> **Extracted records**
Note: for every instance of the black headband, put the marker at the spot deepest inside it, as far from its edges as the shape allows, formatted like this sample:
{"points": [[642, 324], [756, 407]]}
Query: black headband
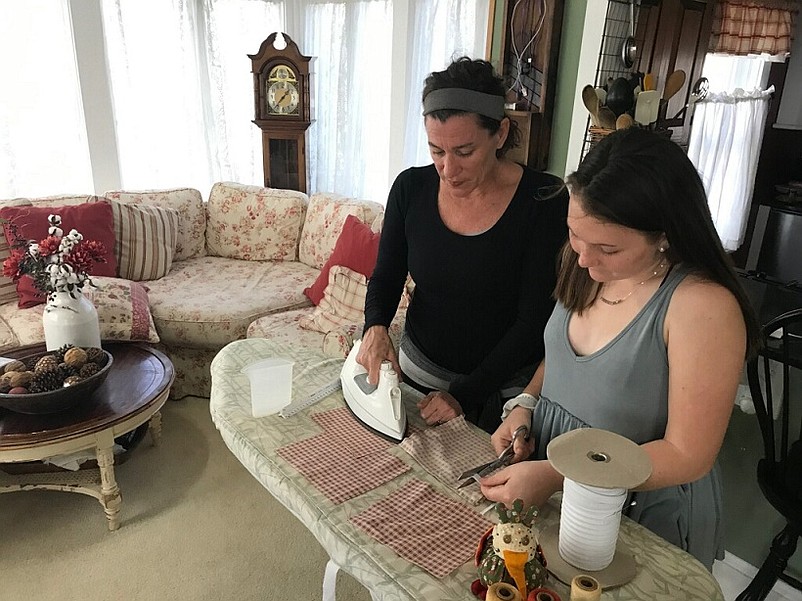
{"points": [[461, 99]]}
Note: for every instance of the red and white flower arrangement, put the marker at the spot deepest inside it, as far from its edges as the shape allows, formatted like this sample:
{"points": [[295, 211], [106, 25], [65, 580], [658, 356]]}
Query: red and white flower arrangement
{"points": [[57, 263]]}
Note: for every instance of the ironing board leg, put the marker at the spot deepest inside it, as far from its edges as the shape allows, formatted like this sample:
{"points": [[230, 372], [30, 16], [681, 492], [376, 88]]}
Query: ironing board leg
{"points": [[330, 581]]}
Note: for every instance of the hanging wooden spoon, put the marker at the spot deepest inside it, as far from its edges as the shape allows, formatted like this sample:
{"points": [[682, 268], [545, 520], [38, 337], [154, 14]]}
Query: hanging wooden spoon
{"points": [[673, 84], [591, 100]]}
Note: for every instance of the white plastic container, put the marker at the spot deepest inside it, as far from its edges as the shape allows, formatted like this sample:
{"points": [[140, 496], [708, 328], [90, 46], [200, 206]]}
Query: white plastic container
{"points": [[271, 385]]}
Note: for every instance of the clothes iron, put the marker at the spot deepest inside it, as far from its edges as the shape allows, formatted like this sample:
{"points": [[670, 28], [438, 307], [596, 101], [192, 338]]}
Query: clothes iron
{"points": [[379, 407]]}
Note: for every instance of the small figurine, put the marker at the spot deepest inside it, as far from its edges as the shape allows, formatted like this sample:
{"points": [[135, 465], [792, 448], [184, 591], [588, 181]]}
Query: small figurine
{"points": [[509, 552]]}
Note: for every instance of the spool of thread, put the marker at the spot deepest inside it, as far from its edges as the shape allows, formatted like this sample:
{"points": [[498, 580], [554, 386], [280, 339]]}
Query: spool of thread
{"points": [[501, 591], [591, 517], [543, 594], [585, 588]]}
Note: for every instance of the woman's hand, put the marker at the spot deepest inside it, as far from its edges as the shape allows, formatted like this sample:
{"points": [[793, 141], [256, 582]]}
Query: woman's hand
{"points": [[438, 407], [377, 347], [531, 481], [524, 446]]}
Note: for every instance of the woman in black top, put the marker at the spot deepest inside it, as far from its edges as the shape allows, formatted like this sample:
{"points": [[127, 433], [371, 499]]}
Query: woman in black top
{"points": [[479, 234]]}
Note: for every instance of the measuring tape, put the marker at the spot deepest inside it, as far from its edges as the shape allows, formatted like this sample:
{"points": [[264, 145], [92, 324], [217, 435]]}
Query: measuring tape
{"points": [[313, 398]]}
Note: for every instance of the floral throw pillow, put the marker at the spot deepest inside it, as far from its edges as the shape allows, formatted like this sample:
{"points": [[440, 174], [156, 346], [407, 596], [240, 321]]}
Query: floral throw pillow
{"points": [[343, 301]]}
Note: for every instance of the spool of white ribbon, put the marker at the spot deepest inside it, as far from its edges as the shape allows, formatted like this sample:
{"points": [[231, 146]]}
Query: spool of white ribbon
{"points": [[589, 523]]}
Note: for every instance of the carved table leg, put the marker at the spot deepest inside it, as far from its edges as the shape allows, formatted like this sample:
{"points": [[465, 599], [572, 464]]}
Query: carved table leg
{"points": [[156, 428], [110, 496], [782, 547]]}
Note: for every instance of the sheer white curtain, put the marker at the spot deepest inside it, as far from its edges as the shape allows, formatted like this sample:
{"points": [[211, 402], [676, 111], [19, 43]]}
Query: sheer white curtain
{"points": [[725, 144], [182, 89], [43, 143], [725, 139], [443, 30]]}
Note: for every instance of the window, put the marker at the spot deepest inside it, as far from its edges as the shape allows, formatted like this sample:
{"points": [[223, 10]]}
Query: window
{"points": [[43, 143], [179, 89]]}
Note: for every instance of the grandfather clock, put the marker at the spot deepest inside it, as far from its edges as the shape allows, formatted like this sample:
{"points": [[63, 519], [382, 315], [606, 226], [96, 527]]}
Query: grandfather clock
{"points": [[283, 109]]}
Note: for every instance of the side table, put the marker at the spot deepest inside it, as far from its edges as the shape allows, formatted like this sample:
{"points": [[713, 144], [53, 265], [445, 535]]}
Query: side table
{"points": [[134, 391]]}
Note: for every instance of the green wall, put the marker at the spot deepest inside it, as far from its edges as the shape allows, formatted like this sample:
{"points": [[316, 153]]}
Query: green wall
{"points": [[570, 45]]}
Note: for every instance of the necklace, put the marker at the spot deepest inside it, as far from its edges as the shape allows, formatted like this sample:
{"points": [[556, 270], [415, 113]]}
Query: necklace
{"points": [[618, 301]]}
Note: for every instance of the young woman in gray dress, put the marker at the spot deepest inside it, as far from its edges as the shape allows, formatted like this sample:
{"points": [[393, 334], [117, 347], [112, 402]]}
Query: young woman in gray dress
{"points": [[648, 340]]}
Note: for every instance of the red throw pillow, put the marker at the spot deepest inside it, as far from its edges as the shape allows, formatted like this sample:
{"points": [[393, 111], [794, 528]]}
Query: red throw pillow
{"points": [[94, 220], [356, 248]]}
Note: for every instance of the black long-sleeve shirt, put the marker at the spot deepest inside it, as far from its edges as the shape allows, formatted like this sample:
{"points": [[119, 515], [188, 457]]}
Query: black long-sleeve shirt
{"points": [[481, 301]]}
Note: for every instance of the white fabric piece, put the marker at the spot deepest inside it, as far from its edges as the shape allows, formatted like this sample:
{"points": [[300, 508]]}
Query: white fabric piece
{"points": [[724, 146]]}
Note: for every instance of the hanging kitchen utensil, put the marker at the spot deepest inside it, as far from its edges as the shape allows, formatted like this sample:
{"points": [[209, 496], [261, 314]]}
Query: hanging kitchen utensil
{"points": [[629, 49], [620, 97], [647, 106], [624, 120], [606, 118], [591, 101]]}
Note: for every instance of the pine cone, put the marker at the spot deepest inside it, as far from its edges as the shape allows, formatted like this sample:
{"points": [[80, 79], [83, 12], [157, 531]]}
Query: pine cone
{"points": [[46, 363], [75, 357], [21, 378], [96, 355], [45, 381], [89, 370], [14, 366]]}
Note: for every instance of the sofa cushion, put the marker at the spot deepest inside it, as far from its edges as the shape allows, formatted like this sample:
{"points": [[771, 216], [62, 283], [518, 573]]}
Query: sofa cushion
{"points": [[357, 248], [8, 288], [343, 301], [254, 223], [122, 308], [191, 241], [93, 219], [325, 218], [207, 302], [146, 239], [285, 327]]}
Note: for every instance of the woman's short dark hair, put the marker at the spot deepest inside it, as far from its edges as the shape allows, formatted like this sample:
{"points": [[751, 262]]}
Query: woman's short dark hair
{"points": [[472, 74], [644, 181]]}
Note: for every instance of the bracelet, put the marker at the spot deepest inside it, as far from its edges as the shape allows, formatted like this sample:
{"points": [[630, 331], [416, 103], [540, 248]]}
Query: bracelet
{"points": [[529, 401]]}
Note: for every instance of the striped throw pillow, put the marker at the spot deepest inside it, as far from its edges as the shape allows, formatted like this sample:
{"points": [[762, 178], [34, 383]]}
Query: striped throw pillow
{"points": [[146, 239], [343, 301]]}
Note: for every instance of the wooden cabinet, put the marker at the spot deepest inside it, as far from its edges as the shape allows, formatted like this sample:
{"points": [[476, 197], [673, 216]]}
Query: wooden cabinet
{"points": [[674, 34], [535, 74]]}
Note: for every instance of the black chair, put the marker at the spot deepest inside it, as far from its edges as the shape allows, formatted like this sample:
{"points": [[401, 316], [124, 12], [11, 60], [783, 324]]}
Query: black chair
{"points": [[779, 472]]}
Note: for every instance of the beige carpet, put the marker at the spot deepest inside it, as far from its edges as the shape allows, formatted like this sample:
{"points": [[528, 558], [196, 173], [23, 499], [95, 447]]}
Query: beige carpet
{"points": [[195, 525]]}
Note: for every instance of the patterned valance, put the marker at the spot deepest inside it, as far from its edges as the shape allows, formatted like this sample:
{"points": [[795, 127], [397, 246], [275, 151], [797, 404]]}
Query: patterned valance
{"points": [[744, 27]]}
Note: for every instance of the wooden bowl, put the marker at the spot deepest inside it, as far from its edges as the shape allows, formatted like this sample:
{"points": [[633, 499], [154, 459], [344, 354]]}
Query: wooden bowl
{"points": [[58, 400]]}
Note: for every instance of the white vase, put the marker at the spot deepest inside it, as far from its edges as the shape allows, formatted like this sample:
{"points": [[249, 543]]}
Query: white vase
{"points": [[70, 319]]}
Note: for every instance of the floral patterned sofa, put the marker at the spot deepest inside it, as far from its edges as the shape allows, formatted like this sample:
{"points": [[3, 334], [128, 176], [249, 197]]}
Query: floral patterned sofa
{"points": [[243, 256]]}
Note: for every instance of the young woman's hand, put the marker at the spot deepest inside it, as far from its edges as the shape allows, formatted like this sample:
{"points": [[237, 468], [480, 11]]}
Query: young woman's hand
{"points": [[524, 446], [531, 481]]}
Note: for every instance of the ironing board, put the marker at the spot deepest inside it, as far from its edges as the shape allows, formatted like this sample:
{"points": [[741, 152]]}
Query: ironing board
{"points": [[664, 571]]}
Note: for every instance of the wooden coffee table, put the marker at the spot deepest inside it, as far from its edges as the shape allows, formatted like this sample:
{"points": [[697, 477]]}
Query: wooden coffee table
{"points": [[134, 391]]}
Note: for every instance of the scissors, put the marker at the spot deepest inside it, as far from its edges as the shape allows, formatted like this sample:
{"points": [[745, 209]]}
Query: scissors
{"points": [[473, 474]]}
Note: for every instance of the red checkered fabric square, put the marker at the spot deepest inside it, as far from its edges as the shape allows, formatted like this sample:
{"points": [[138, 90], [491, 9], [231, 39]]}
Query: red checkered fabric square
{"points": [[342, 426], [425, 527], [326, 462], [450, 449]]}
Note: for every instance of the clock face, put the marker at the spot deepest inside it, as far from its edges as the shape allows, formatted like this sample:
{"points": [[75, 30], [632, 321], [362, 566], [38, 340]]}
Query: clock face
{"points": [[282, 98]]}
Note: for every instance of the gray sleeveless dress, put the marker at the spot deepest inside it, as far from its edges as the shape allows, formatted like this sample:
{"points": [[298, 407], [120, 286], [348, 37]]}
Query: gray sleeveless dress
{"points": [[623, 388]]}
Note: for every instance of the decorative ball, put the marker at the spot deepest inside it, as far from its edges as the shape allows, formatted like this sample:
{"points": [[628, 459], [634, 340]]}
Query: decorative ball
{"points": [[75, 357], [21, 379]]}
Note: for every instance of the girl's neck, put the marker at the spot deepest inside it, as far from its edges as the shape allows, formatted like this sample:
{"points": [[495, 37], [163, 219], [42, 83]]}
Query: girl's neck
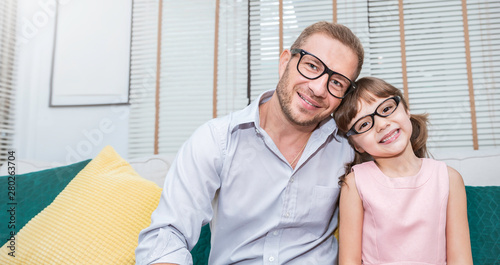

> **What is required**
Could you count how many lines in the records contain the word "girl"? Only the number is needed.

> **Exercise response**
2